Each line below needs to be printed again exactly.

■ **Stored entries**
* * * * *

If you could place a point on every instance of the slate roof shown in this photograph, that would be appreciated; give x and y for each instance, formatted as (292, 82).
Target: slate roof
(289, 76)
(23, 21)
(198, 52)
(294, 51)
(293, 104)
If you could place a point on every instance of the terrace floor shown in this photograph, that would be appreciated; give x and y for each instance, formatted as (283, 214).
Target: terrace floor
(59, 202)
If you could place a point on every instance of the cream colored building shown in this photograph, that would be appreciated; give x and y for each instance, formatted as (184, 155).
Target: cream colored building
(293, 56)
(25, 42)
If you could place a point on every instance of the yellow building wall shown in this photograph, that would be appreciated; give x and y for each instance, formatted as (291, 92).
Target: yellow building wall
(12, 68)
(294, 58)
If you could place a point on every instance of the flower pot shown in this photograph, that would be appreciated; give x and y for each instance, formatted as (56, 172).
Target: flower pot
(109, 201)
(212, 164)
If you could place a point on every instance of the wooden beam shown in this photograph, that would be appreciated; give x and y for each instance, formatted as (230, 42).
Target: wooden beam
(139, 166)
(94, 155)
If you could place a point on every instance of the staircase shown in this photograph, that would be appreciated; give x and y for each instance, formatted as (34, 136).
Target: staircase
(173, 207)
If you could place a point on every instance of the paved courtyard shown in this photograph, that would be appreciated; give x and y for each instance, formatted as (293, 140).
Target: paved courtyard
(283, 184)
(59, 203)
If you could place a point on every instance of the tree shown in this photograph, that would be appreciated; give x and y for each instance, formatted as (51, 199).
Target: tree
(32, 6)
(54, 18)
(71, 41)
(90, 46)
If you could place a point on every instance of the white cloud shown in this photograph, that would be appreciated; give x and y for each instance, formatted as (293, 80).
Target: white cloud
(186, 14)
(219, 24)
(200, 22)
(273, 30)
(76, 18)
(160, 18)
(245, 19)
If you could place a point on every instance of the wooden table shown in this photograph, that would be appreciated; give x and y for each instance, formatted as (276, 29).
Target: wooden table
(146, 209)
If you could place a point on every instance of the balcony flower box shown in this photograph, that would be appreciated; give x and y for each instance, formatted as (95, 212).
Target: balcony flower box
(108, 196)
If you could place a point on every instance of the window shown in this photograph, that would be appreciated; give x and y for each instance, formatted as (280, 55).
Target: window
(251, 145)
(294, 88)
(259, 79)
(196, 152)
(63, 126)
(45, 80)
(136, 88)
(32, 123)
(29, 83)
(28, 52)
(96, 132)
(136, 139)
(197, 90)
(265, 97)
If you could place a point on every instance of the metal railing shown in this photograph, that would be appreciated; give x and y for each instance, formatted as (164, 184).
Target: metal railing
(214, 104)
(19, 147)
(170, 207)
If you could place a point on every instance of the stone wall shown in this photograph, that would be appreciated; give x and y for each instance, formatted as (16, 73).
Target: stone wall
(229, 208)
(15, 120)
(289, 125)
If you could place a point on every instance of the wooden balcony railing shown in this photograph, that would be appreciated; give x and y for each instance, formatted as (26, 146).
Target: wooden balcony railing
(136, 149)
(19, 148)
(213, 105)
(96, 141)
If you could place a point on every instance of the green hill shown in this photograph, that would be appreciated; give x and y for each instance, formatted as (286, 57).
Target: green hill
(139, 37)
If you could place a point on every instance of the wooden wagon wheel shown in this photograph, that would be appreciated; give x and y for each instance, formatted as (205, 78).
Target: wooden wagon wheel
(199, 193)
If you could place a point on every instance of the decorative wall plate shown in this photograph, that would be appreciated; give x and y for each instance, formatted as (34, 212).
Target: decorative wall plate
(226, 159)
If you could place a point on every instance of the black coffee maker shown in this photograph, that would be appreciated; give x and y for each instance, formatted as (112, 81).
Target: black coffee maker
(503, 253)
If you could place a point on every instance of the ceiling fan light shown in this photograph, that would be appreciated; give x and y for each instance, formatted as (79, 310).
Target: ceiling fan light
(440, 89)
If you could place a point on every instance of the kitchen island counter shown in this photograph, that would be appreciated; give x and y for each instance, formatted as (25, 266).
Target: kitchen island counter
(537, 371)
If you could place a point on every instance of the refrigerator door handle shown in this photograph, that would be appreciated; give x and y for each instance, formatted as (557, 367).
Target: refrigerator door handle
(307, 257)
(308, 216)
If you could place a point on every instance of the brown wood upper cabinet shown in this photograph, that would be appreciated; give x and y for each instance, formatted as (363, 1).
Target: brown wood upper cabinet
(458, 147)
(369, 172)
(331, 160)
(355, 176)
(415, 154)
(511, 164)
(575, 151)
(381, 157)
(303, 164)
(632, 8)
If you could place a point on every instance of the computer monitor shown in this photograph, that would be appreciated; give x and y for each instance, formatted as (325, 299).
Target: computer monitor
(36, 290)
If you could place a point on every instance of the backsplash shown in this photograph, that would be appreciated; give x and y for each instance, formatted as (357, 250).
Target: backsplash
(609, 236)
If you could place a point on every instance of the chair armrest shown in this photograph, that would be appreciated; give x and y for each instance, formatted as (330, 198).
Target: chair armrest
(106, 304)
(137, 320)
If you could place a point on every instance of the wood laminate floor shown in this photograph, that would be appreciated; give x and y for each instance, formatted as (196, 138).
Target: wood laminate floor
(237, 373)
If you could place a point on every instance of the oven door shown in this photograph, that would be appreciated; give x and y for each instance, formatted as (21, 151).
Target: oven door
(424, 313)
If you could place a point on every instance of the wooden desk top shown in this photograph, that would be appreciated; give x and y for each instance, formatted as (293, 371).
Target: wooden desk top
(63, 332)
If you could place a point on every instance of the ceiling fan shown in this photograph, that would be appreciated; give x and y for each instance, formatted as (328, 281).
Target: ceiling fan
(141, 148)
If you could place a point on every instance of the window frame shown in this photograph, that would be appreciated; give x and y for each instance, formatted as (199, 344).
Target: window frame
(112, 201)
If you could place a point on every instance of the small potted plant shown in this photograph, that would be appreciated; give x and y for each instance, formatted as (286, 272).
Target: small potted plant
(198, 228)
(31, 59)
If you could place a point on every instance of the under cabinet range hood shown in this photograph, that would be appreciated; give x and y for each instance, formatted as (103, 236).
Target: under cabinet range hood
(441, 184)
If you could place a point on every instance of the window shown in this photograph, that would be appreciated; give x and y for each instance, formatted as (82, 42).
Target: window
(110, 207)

* * * * *

■ **SOLVED PROBLEM**
If you could place a point on every instance of the slate roof shown in this photograph, that would be appreciated; give x and y for each instance, formatted as (292, 82).
Target: slate roof
(289, 76)
(23, 21)
(198, 52)
(294, 51)
(293, 104)
If you could place a point on every instance of the terrace floor shown in this photograph, that would be appreciated; give x and y for each instance, formatted as (283, 214).
Target: terrace floor
(59, 202)
If you could place a point on every instance of the cream colored building shown in this photograph, that would be appreciated; give x and y for each instance, formatted as (184, 155).
Target: cream colored building
(293, 56)
(25, 42)
If you could place a point on every instance of the yellow building wall shown in this photograph, that would be appreciated; give x and y for each instance, formatted as (291, 92).
Target: yellow building wall
(12, 68)
(294, 58)
If you could place a point on every instance of the flower pot shown in this photograph, that would be appreciated; give x and y for each instance, formatted as (56, 172).
Target: flower pot
(109, 201)
(212, 164)
If you could place a point on every instance of the wooden beam shown in this photograph, that would be appreciated; give x and y for each instance, formatted as (230, 42).
Target: wooden beam
(139, 166)
(94, 155)
If you could place a point on every instance of the staircase shown in this photograph, that would be appreciated; give x and y for each instance, formatted as (34, 136).
Target: staircase
(173, 207)
If you could place a point on every instance of the paved courtyard shown in this photograph, that would be appreciated; give x and y for each instance, formatted as (293, 140).
Target: paved courtyard
(283, 184)
(59, 203)
If you could place a point on every instance of the tree shown in this photograph, that would be appreciated; give x and y for each instance, formatted as (51, 199).
Target: tree
(32, 6)
(54, 18)
(71, 41)
(90, 46)
If you could place a point on every instance of the white cloud shown in this photograph, that would be appreciated; give x and y for each instance, formatted as (293, 80).
Target: white cloud
(186, 14)
(219, 24)
(200, 22)
(273, 30)
(76, 18)
(160, 18)
(245, 19)
If you could place a point on every instance of the wooden table shown in this photograph, that would be appreciated; give x and y for each instance, formatted as (276, 29).
Target: wooden table
(146, 209)
If you could place a point on every instance of the balcony flower box shown in this photograph, that would be appreciated; give x and y for each instance, formatted as (95, 212).
Target: balcony flower box
(108, 196)
If you could place a point on every instance of the window shown in this photograph, that would be appreciated; give x and y for each instance, formatted as (280, 55).
Target: window
(251, 145)
(294, 88)
(259, 79)
(196, 152)
(63, 126)
(45, 80)
(136, 88)
(32, 123)
(29, 83)
(28, 52)
(96, 132)
(136, 139)
(197, 90)
(265, 97)
If you could place a point on every instance of the metal railing shown in this photograph, that would be appreciated; give x and y for each instance, formatted as (164, 184).
Target: metal railing
(214, 104)
(19, 147)
(170, 207)
If you could place a point on every instance of the stone wall shown in this photograph, that would be appreciated; give x and y for each instance, formatted as (16, 73).
Target: stone wall
(229, 208)
(15, 120)
(289, 125)
If you could place a point on every instance of the wooden balcony railing shown in this photograph, that would be appreciated; give x and y for each instance, formatted as (26, 146).
Target: wooden balcony railing
(136, 149)
(19, 148)
(213, 105)
(96, 141)
If you could place a point on every instance of the green hill shown in this photograph, that would be appreciated; give x and y for each instance, formatted as (286, 57).
Target: green hill
(139, 37)
If you could place a point on every instance of the wooden wagon wheel shown in this photograph, that would be appreciated; give x and y for each instance, formatted as (205, 78).
Target: wooden wagon wheel
(199, 193)
If you could place a point on every instance of the decorative wall plate shown in this photograph, that would be appreciated; give x and y for each instance, formatted as (34, 212).
Target: decorative wall plate
(226, 159)
If you could place a point on every instance of the black coffee maker shown in this photograph, that would be appreciated; give x and y for each instance, formatted as (112, 81).
Target: black coffee maker
(503, 253)
If you could place a point on every instance of the ceiling fan light shown in this photograph, that would be appreciated; give x and y for each instance, formatted as (79, 310).
Target: ceiling fan light
(440, 89)
If you could place a point on every instance of the kitchen island counter shown in this photograph, that would be appreciated; give x and y for each instance, formatted as (25, 266).
Target: kitchen island counter
(537, 371)
If you could place a point on every instance of the refrigerator door handle shown in this photograph, that would be appreciated; give x and y for each instance, formatted as (557, 367).
Target: refrigerator door handle
(307, 257)
(308, 216)
If you could place a point on every instance of the brown wood upper cabinet shown in this photograph, that would be appreciated; give x and y for each instance, formatted as (363, 1).
Target: brown wood upper cabinet
(458, 147)
(369, 172)
(331, 160)
(355, 176)
(415, 154)
(511, 164)
(575, 151)
(381, 157)
(303, 164)
(632, 8)
If you could place a point on every instance of the computer monitor shown in this photograph, that would be appreciated; give x and y for each instance, formatted as (325, 299).
Target: computer monitor
(36, 290)
If you could place a point on every instance of the backsplash shown in this photograph, that would be appreciated; give x and y for each instance, formatted as (357, 250).
Target: backsplash
(609, 236)
If you could place a point on every instance of the chair armrest shown in this photograph, that would be appreciated; give x and y for each instance, formatted as (330, 198).
Target: chair armrest
(106, 304)
(137, 320)
If you could place a point on every instance of the wood laminate floor shown in this photograph, that would be appreciated; give x and y for each instance, formatted as (196, 138).
Target: wood laminate floor
(237, 373)
If you could place a point on every instance of the oven door shown in this photograph, that would be appreciated; give x and y for each instance, formatted as (21, 151).
Target: oven door
(424, 313)
If you could place a point on every instance of the wooden desk top shown in this photograph, that would be appreciated; give x and y for each instance, formatted as (293, 371).
Target: wooden desk top
(63, 332)
If you could place a point on every instance of the ceiling fan shown in this photograph, that would be appreciated; give x and y for each instance, formatted as (328, 281).
Target: ceiling fan
(141, 148)
If you could place a point on every instance of the window frame shown in this photograph, that would be appreciated; give x and y for each instance, formatted as (199, 344).
Target: window frame
(112, 201)
If you could place a point on every instance of the small potted plant shown in this photograph, that would be appreciated; give x and y for each instance, formatted as (286, 272).
Target: small potted plant
(198, 228)
(31, 59)
If you could place a point on every instance of the under cabinet range hood shown in this photograph, that would be appreciated; give x and y for each instance, formatted as (103, 236).
Target: under cabinet range hood
(441, 184)
If you could place a point on every instance of the window shown in this photograph, that would be appreciated; give x and y for each instance, formatted as (82, 42).
Target: window
(110, 207)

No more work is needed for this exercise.